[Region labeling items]
--- Begin ---

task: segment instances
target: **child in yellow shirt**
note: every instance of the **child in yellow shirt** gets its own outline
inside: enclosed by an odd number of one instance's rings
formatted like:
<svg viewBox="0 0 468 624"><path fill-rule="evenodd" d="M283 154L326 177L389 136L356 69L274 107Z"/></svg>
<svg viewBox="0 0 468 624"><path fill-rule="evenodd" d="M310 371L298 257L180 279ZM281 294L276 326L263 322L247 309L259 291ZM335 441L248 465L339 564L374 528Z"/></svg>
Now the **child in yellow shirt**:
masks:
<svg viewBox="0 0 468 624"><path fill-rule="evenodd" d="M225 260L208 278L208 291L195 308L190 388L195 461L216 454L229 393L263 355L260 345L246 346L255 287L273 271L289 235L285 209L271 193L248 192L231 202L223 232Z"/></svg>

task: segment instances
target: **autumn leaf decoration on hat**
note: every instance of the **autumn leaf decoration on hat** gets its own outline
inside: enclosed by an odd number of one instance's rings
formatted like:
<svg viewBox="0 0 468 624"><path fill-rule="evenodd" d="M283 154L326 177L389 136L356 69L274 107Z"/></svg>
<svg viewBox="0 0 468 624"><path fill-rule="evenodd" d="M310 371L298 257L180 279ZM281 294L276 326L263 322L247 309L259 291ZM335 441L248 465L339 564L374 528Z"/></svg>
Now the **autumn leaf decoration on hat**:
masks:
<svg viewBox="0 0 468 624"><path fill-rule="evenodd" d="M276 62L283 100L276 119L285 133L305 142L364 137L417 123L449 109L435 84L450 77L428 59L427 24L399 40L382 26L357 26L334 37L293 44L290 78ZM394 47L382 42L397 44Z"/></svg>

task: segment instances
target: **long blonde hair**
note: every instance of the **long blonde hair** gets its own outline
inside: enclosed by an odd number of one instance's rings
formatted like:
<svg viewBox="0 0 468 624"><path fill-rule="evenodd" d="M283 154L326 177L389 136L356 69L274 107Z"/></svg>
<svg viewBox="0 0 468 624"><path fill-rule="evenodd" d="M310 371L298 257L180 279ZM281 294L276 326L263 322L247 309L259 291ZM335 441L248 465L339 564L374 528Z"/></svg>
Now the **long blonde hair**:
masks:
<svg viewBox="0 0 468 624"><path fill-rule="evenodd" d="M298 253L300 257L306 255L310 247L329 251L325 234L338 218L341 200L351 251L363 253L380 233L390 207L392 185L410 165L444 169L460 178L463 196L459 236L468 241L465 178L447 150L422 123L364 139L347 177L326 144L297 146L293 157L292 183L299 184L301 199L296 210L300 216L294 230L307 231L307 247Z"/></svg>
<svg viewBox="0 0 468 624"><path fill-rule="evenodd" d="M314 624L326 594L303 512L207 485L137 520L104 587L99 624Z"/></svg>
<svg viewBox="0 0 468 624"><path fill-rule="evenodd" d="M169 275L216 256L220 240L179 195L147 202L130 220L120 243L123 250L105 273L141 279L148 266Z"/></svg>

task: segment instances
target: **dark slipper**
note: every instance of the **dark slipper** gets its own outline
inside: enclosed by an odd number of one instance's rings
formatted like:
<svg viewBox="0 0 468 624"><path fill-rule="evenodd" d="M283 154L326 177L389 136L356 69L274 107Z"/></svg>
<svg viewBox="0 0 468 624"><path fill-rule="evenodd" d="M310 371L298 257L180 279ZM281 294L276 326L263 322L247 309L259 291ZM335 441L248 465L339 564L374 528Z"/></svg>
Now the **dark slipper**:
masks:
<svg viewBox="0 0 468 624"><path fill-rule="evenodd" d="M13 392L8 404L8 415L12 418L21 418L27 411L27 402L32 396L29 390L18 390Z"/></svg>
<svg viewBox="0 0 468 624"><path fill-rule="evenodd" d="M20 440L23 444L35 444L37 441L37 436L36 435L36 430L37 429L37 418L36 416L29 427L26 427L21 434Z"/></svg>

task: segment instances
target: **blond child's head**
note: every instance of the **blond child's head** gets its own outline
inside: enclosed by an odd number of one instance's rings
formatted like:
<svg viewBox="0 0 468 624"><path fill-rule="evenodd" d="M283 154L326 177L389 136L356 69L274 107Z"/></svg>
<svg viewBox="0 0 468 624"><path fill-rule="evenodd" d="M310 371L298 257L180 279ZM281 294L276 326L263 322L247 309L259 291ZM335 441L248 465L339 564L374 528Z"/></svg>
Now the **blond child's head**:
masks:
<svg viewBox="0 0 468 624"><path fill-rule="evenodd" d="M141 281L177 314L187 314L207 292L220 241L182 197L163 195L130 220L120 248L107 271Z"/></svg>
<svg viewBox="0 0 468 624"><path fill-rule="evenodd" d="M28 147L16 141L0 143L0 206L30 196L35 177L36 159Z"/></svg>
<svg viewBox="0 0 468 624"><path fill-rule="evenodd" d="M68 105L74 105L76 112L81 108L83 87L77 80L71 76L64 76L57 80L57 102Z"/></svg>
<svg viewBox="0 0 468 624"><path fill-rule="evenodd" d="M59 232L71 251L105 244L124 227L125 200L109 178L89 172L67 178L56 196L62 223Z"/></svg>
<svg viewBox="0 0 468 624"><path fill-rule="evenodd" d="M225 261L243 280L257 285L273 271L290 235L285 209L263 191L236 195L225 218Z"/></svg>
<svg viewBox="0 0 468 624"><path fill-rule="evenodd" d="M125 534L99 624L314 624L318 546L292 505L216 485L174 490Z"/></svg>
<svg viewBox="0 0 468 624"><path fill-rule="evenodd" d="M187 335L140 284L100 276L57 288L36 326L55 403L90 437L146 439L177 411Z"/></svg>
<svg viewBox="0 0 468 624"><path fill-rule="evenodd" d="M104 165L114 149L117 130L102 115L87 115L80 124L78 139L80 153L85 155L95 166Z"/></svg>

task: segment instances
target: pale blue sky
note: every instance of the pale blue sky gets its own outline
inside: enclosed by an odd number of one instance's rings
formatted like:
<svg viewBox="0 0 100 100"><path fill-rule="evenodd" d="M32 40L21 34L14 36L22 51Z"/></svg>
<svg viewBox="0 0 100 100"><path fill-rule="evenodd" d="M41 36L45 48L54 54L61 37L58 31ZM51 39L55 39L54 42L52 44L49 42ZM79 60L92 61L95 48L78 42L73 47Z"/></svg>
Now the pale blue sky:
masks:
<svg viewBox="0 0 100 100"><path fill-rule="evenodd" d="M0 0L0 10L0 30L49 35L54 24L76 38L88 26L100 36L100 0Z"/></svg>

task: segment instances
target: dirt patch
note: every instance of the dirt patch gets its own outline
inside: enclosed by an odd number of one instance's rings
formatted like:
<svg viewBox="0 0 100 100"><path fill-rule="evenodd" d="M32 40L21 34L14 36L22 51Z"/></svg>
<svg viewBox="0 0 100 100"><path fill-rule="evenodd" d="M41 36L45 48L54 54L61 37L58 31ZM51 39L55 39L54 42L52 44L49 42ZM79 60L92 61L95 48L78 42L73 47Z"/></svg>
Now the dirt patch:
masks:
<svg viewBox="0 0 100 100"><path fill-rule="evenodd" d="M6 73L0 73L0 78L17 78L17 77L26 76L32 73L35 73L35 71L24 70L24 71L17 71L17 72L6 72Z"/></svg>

--- End ---

**Direction**
In how many lines of the entries above does the word "dark" appear? Give only the number.

**Task response**
3